__Requisitos__:
1) Traduce al inglés esta oración del relato sobre Juan y el asesino de Hugo: "Efectivamente, poco después se dirigía Juan, acompañado de numerosa escolta, a Florencia."
2) Retoma el relato sobre Juan y el asesino de Hugo después de su última oración y continúalo.

__Texto fuente__:
Efectivamente, poco después se dirigía Juan, acompañado de numerosa escolta, a Florencia. Al pasar por un estrecho sendero bordeado de altos valladares, encontrase frente a frente con el asesino de Hugo; les era imposible cruzarse sin cerrarse el paso mutuamente. Ante tal coyuntura, el corazón de Juan se estremeció de feroz alegría; inesperadamente se le presentaba la ansiada ocasión de satisfacer su venganza. Requiere espada, y se apresta a caer sobre el indefenso caballero, cuando este, sobresaltado, se postra de hinojos, y, con los brazos en cruz, pide perdón y clemencia en nombre de Jesús crucificado. Era el día de Viernes Santo, y Juan no pudo menos de recordar la sangrienta escena del Calvario y las palabras del Padrenuestro: Perdónanos... como nosotros perdonamos

a nuestros deudores. Le Parece ver a Jesús en la persona de aquel hombre que aguarda humilde el golpe mortal, y, en vez de herirle, arroja la espada al suelo, se arrodilla a su vez y exclama: No puedo negarte el perdón que me pides en nombre de Jesucristo. Y dicho esto, después de abrazarle, deja que prosiga su camino.

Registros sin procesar
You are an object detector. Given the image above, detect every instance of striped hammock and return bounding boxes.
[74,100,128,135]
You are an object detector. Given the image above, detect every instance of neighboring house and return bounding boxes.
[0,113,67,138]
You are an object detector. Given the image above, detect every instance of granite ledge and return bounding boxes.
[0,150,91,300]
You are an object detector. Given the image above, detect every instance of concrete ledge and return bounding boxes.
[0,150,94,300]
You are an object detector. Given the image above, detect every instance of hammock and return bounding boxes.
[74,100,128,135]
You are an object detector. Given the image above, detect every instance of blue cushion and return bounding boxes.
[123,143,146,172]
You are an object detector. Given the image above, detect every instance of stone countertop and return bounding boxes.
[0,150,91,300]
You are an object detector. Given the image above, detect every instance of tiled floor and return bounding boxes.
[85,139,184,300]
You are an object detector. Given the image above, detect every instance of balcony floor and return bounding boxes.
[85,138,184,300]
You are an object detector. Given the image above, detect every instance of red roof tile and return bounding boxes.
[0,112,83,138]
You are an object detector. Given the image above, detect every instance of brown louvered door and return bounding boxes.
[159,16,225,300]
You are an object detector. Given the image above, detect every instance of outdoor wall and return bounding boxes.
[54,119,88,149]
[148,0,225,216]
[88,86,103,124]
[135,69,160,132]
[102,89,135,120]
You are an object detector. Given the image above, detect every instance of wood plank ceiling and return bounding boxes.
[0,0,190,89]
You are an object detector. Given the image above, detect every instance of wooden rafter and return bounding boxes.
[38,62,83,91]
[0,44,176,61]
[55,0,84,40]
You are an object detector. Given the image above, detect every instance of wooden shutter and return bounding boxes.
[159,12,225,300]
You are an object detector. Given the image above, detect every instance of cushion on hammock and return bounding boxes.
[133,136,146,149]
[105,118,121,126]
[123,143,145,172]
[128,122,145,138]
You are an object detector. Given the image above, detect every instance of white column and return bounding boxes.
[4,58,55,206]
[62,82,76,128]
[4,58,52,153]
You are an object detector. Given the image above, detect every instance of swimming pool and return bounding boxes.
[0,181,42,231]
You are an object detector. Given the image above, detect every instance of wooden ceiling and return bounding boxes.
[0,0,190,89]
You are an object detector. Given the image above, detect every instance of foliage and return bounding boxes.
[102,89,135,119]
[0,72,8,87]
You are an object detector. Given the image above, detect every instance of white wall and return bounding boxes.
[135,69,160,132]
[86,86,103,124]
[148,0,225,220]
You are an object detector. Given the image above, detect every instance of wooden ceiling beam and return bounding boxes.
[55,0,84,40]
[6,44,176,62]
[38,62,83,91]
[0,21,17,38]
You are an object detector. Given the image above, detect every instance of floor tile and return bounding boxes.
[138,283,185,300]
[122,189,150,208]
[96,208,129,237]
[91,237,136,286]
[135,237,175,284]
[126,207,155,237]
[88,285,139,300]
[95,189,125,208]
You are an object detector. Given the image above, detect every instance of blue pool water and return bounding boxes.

__Respuestas__:
1) Indeed, shortly afterward Juan, accompanied by a large escort, was on his way to Florence.

2)
En sentido contrario siguió Juan el suyo hasta llegar a las alturas de la orilla izquierda del Arno, desde donde se divisa el bello panorama de Florencia. Dirigiese a ella, mas, al pasar junto a la iglesia de San Miniato, entro para desahogarse y calmar la honda emoción del pasado trance. Se puso a rezar delante de un Santo Cristo, cuando ve con asombro que la imagen del Crucificado inclina dulcemente hacia el la cabeza coronada de espinas, como aprobando el generoso acto de clemencia de poco ha, y siente en su interior que Dios le perdona los pecados en pago de haber el perdonado a su enemigo. Fue aquel un toque de gracia para el alma de Gualberto.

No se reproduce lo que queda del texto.